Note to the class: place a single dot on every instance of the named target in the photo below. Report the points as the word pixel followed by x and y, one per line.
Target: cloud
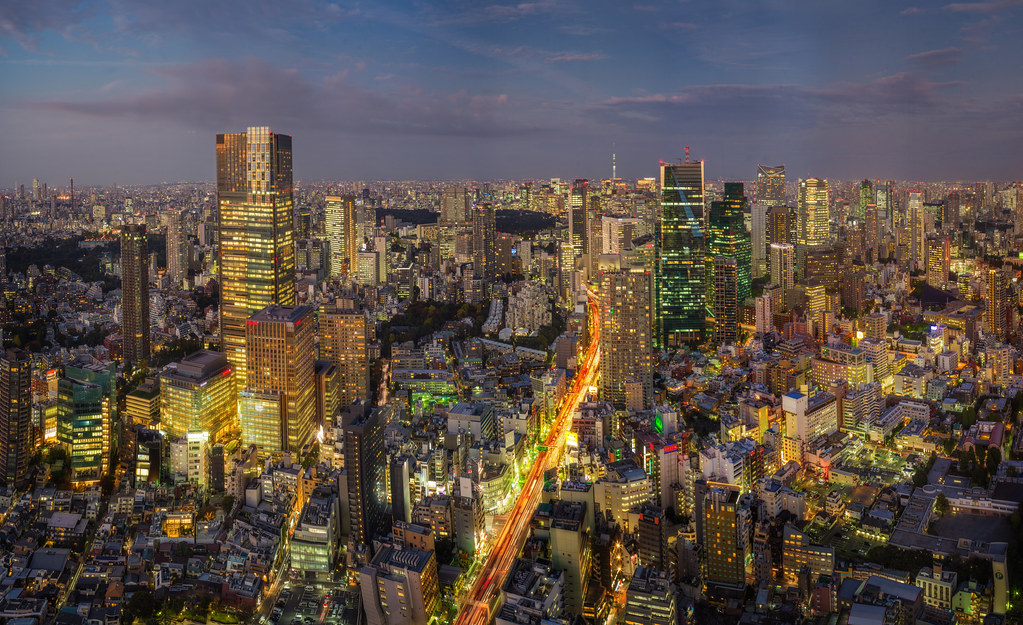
pixel 574 56
pixel 788 105
pixel 983 7
pixel 678 26
pixel 219 95
pixel 583 31
pixel 23 21
pixel 547 56
pixel 937 58
pixel 497 13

Exercise description –
Reproduce all of the data above word for word, line by line. Omit the picture.

Completed task –
Note to the class: place a single dot on every instance of the named target in the photo below. Report the points as the word pixel followed by x and y, one per line.
Target: cloud
pixel 574 56
pixel 788 105
pixel 983 7
pixel 678 26
pixel 219 95
pixel 583 31
pixel 23 21
pixel 547 56
pixel 937 58
pixel 497 13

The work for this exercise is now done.